→ WHAT THE TASK ASKS: Gather all lines in the data that hold the string "reddish".

→ AVAILABLE DATA:

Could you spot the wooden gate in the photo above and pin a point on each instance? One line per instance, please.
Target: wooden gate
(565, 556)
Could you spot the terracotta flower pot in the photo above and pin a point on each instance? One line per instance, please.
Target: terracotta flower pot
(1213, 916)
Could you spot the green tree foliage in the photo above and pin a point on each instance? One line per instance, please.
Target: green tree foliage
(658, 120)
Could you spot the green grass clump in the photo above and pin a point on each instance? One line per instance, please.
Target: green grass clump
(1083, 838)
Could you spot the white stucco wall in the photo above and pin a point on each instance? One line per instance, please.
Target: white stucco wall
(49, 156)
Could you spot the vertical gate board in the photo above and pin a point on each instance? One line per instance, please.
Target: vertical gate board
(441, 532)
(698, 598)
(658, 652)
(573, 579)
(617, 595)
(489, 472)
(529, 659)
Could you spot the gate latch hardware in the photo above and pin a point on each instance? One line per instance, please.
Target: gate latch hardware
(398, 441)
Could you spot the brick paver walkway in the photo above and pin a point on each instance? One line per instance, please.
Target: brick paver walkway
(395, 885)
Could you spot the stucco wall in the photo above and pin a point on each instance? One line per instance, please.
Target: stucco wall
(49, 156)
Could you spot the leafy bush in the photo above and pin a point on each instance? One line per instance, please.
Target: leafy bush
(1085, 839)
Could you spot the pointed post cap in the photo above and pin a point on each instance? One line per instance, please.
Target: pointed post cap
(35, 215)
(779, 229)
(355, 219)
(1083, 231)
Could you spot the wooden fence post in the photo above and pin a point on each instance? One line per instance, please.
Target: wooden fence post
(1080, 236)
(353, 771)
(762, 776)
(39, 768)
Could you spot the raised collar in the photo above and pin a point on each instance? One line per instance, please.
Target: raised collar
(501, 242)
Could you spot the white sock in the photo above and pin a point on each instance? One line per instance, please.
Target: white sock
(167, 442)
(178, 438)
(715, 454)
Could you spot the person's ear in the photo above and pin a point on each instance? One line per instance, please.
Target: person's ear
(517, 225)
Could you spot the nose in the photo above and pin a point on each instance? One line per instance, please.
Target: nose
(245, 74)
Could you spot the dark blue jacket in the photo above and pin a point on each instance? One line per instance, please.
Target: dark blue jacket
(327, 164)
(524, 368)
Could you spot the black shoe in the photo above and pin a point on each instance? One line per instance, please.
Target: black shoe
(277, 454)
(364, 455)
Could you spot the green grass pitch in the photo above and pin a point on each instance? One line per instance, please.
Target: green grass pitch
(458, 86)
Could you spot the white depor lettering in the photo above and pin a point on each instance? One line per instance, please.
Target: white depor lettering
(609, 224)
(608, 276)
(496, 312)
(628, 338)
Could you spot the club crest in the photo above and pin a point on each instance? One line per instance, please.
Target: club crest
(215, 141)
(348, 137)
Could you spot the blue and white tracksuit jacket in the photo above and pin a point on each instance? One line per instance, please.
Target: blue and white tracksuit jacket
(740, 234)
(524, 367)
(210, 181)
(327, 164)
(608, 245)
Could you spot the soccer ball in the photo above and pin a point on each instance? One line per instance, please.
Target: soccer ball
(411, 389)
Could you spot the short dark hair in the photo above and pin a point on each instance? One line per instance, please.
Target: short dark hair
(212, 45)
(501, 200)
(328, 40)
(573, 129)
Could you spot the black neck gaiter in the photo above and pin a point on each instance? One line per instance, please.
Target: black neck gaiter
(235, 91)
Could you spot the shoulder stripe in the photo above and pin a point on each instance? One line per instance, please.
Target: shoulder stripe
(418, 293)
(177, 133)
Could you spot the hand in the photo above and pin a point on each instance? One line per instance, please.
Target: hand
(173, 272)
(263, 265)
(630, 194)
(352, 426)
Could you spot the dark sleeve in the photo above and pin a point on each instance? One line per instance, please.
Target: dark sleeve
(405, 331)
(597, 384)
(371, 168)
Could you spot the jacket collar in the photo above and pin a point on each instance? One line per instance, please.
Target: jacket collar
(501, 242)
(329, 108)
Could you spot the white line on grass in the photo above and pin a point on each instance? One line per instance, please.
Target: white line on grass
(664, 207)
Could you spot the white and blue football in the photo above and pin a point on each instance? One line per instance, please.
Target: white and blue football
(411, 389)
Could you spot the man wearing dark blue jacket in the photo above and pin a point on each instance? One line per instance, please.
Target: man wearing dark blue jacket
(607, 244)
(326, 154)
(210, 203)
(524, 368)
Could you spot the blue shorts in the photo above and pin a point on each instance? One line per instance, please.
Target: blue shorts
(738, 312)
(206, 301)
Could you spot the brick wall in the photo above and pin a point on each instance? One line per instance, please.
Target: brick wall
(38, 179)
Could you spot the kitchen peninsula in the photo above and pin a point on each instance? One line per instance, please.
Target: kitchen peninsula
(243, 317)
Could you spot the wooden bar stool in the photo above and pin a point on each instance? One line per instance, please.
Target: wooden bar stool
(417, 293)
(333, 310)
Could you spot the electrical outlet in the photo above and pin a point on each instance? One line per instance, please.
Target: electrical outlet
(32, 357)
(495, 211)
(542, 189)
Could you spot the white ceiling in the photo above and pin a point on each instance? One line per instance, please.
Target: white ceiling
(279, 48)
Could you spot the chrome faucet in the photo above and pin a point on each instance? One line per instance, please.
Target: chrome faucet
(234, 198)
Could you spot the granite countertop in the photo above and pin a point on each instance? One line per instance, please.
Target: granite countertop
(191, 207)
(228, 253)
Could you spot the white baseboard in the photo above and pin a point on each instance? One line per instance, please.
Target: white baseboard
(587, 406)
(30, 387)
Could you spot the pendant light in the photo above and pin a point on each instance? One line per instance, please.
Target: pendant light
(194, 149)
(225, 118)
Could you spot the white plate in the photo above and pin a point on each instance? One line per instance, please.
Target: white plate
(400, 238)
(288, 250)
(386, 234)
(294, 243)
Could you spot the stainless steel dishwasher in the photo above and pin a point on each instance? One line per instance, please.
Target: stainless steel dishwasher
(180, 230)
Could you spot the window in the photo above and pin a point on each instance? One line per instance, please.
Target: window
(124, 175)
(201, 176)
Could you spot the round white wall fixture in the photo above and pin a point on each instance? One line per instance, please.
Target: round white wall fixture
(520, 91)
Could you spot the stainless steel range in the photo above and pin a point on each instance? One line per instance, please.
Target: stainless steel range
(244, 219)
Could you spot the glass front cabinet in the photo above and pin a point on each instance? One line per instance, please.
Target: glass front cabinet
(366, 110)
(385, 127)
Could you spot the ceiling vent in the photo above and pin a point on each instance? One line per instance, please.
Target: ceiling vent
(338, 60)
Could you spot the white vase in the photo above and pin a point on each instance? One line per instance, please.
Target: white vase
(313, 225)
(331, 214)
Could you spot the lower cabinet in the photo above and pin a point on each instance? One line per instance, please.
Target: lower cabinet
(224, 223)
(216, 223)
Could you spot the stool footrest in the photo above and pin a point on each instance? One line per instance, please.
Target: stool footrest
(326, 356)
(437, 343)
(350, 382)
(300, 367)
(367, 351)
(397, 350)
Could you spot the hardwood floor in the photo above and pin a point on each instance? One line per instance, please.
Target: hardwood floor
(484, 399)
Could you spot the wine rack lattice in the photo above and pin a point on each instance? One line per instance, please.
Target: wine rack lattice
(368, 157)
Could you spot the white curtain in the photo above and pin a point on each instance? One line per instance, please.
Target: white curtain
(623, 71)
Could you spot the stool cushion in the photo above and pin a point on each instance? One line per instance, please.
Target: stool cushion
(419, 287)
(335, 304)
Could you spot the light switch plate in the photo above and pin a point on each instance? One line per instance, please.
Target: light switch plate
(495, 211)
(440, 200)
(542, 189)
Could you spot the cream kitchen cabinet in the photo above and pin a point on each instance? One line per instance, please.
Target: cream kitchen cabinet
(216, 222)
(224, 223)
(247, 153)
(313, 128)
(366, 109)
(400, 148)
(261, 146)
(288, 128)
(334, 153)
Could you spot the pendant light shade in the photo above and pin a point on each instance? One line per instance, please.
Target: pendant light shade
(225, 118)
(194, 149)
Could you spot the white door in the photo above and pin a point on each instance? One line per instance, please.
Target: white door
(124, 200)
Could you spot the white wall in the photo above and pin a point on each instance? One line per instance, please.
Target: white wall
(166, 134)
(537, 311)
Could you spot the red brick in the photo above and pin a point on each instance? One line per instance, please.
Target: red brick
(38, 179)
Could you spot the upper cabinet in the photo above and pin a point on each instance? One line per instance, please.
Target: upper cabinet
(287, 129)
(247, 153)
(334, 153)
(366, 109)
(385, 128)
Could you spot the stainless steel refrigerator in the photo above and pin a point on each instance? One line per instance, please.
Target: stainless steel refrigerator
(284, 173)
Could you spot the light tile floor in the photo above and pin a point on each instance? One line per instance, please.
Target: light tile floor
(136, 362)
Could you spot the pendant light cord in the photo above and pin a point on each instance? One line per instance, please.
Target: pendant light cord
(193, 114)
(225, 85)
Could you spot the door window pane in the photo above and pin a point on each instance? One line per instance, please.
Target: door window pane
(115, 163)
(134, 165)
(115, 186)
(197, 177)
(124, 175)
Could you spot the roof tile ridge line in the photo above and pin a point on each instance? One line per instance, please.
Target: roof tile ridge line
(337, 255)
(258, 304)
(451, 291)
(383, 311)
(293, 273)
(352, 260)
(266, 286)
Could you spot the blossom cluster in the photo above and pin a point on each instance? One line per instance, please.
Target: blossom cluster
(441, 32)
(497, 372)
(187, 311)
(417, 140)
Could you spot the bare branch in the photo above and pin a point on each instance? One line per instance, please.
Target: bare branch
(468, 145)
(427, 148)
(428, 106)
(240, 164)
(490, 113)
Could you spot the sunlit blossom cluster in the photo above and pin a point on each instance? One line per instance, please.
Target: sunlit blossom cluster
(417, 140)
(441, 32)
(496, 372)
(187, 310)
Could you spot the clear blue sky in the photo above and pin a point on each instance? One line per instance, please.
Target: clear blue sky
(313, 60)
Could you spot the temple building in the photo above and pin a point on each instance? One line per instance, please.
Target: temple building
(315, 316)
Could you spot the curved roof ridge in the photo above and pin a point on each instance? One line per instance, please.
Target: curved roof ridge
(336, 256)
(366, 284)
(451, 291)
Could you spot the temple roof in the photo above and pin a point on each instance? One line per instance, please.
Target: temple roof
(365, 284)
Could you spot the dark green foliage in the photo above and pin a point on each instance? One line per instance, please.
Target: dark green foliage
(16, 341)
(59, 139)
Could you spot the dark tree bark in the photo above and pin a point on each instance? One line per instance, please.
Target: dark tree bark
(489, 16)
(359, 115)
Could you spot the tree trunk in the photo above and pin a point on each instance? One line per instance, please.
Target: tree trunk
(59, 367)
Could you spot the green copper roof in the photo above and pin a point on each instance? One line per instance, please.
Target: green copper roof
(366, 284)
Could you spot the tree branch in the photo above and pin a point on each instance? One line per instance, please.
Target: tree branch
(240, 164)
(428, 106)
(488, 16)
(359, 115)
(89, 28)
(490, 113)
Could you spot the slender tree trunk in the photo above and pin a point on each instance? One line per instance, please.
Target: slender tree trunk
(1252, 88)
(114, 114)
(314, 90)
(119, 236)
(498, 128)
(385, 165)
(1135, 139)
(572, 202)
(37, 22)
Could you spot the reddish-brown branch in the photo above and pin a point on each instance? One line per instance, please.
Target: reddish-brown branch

→ ANSWER TO THIS EXERCISE:
Could you spot the reddish-brown branch in the photo above and pin a point on each instance? One line per instance, please.
Target: reddish-brown branch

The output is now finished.